PROVIDED ENTRIES:
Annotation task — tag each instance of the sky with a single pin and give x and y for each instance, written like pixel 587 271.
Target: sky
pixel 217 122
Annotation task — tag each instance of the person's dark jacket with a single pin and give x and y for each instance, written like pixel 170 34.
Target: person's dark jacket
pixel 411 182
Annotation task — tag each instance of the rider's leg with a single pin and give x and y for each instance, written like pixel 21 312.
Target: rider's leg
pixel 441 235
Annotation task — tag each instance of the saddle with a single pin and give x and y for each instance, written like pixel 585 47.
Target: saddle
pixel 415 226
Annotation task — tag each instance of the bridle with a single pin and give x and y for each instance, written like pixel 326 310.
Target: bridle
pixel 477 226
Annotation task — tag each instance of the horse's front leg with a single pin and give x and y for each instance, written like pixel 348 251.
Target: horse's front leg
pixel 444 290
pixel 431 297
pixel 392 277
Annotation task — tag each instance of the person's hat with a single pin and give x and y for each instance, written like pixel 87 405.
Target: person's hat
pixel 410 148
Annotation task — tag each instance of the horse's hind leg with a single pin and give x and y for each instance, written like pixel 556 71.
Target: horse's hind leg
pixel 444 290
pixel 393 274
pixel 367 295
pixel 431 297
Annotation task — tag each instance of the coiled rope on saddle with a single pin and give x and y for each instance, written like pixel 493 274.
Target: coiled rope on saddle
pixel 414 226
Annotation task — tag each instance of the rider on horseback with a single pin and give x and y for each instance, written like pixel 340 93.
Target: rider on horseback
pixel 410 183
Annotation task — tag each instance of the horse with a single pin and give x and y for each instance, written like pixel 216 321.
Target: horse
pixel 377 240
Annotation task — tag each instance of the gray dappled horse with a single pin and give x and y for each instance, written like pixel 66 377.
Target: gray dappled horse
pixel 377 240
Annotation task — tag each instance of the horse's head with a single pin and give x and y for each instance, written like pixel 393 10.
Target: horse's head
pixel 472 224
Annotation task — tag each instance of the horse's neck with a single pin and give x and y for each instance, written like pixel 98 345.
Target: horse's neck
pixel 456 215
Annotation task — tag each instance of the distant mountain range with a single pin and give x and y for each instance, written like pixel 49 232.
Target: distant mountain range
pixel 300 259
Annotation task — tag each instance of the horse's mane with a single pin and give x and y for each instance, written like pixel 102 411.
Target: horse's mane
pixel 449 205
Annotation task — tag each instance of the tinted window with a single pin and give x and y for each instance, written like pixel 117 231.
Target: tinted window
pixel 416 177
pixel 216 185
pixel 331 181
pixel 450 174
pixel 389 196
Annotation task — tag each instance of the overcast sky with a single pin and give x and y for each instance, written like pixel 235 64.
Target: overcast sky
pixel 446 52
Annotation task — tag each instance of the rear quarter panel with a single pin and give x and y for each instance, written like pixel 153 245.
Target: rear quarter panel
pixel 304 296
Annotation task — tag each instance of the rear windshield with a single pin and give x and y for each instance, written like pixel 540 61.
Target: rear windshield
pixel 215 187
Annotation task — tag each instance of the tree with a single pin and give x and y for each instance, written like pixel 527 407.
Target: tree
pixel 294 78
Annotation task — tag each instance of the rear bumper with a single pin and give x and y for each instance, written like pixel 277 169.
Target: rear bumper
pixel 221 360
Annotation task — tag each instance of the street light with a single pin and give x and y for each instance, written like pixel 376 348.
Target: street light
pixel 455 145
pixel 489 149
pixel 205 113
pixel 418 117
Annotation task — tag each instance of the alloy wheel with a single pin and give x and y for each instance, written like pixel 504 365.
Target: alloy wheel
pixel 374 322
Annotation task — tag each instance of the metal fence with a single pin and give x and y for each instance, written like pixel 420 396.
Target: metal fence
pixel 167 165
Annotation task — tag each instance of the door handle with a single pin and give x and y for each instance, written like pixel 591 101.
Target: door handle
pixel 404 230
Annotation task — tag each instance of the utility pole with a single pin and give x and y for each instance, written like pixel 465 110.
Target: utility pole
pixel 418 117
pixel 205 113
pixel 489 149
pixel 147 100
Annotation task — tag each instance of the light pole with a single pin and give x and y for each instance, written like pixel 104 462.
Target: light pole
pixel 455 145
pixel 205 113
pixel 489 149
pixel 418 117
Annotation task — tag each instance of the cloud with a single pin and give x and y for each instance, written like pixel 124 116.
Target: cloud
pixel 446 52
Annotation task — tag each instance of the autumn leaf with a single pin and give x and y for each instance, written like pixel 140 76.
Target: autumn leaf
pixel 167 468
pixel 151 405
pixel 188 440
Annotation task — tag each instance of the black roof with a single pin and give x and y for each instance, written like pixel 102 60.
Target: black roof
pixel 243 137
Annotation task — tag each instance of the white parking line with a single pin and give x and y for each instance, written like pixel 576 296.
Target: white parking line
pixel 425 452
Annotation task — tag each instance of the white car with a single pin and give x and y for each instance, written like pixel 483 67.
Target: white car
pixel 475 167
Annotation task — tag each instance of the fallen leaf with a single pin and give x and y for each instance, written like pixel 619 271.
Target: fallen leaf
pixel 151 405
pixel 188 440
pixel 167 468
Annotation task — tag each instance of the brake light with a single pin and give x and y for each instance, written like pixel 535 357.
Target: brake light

WORK REQUEST:
Write the data out once more. Keep every word the same.

COMPLETED TASK:
Annotation task — tag each instance of the sky with a single pin and give x and y for each instance, written like pixel 587 271.
Target: sky
pixel 217 122
Annotation task — tag each instance of the person's dark jacket with a single pin and give x and y for each instance, written like pixel 170 34.
Target: person's dark jacket
pixel 411 182
Annotation task — tag each instance of the rider's leg with a single pin and give x and y for each instance, written like pixel 21 312.
Target: rider's leg
pixel 441 235
Annotation task — tag each instance of the saddle with a single pin and give x and y for each instance, written like pixel 585 47.
Target: saddle
pixel 415 226
Annotation task — tag each instance of the bridle with a single pin and give x and y for each instance, written like pixel 326 310.
Target: bridle
pixel 477 226
Annotation task — tag each instance of the horse's front leg with a single pin and give x and y for each instance, written like pixel 348 251.
Target: horse's front leg
pixel 444 290
pixel 431 297
pixel 392 277
Annotation task — tag each instance of the person's hat with a single pin and give x and y for each instance, written like pixel 87 405.
Target: person's hat
pixel 410 148
Annotation task — tag each instance of the horse's hind leg with a single pin and give x and y for each instance, written like pixel 556 71.
Target: horse's hind leg
pixel 444 290
pixel 393 274
pixel 367 295
pixel 431 297
Annotation task — tag each instance of the coiled rope on saddle with a single pin and give x and y for each instance, written like pixel 493 274.
Target: coiled rope on saddle
pixel 414 226
Annotation task — tag each instance of the rider on horseback with a single pin and give x and y for each instance, written like pixel 340 93.
Target: rider on horseback
pixel 410 183
Annotation task — tag each instance of the horse with a single pin and give x and y for each instance, written like pixel 216 321.
Target: horse
pixel 377 240
Annotation task — tag each instance of the gray dappled horse with a single pin and give x and y for each instance, written like pixel 66 377.
Target: gray dappled horse
pixel 377 240
Annotation task — tag each instance of the horse's head with a single pin and give x and y for each instance, written like pixel 393 10.
Target: horse's head
pixel 472 224
Annotation task — tag each instance of the horse's neck with a single pin and give x and y for each instance, written like pixel 98 345.
Target: horse's neck
pixel 456 215
Annotation task — tag each instance of the distant mountain range with a single pin and give x and y for each instance, written like pixel 49 232.
Target: distant mountain range
pixel 300 259
Annotation task — tag each instance of the horse's mane with a single pin and give x and y for each instance, written like pixel 102 411.
Target: horse's mane
pixel 449 205
Annotation task — tag each instance of the tinted window with a single pin and give x and y for each instance, written like pixel 117 231.
Target: tinted window
pixel 416 177
pixel 216 185
pixel 331 181
pixel 450 174
pixel 389 196
Annotation task — tag each instance of the overcast sky with a single pin and give x and y for each instance, written like pixel 235 64.
Target: overcast sky
pixel 446 52
Annotation task — tag each instance of the rear quarter panel with a single pin and give x and y for each instance, written like pixel 153 245.
Target: rear quarter panel
pixel 304 296
Annotation task — tag each instance of the rear windshield with a single pin and give x and y for each instance, written like pixel 540 61.
Target: rear windshield
pixel 215 187
Annotation task — tag each instance of the tree with a single pin and give x and y for each instance, written like pixel 527 407.
Target: tree
pixel 294 78
Annotation task — tag each instance of the rear bumper with a single pin and give x and y for each instance, written like pixel 277 169.
Target: rear bumper
pixel 221 360
Annotation task — tag each instance of the street light with a single pin and give x and y for each instance, written like pixel 376 348.
Target: street light
pixel 455 145
pixel 489 149
pixel 205 113
pixel 418 117
Annotation task — tag each instance of the alloy wheel with a single pin and give x and y for each instance, written like pixel 504 365.
Target: alloy wheel
pixel 374 322
Annotation task — tag each instance of the metal fence with a single pin and give x and y for each instance, written like pixel 420 396.
Target: metal fence
pixel 167 165
Annotation task — tag each instance of the door handle with a single pin and give x and y for each instance, written like pixel 591 101.
Target: door handle
pixel 404 230
Annotation task — tag each instance of the utility pole with a single pin and give x and y for each instance, written like pixel 465 110.
Target: utility pole
pixel 418 117
pixel 205 113
pixel 489 149
pixel 147 100
Annotation task — tag each instance of the light pole with a single pin and give x and y for each instance, written like pixel 104 462.
Target: light pole
pixel 455 145
pixel 205 113
pixel 489 149
pixel 418 117
Annotation task — tag each instance of the cloud with a single pin and give x and y for each instance, written like pixel 124 116.
Target: cloud
pixel 446 52
Annotation task — tag each instance of the autumn leaf with a single pin and give x and y for each instance, written like pixel 140 76.
Target: autumn leaf
pixel 167 468
pixel 151 405
pixel 188 440
Annotation task — tag each instance of the black roof with a single pin and give x and y for each instance, written like pixel 102 60.
Target: black roof
pixel 243 137
Annotation task — tag each instance of the white parking line with a single pin and give x and y for each instance, written like pixel 576 296.
Target: white parking line
pixel 425 452
Annotation task — tag each instance of the white car with a single pin and give x and y for each instance, written like pixel 483 67.
Target: white car
pixel 475 167
Annotation task — tag each instance of the fallen leaf with a single pin and give x and y for each instance, written like pixel 619 271.
Target: fallen leaf
pixel 151 405
pixel 188 440
pixel 167 468
Annotation task — tag each instance of the brake light with a single pin and give x and y for each instance, written like pixel 535 357.
Target: brake light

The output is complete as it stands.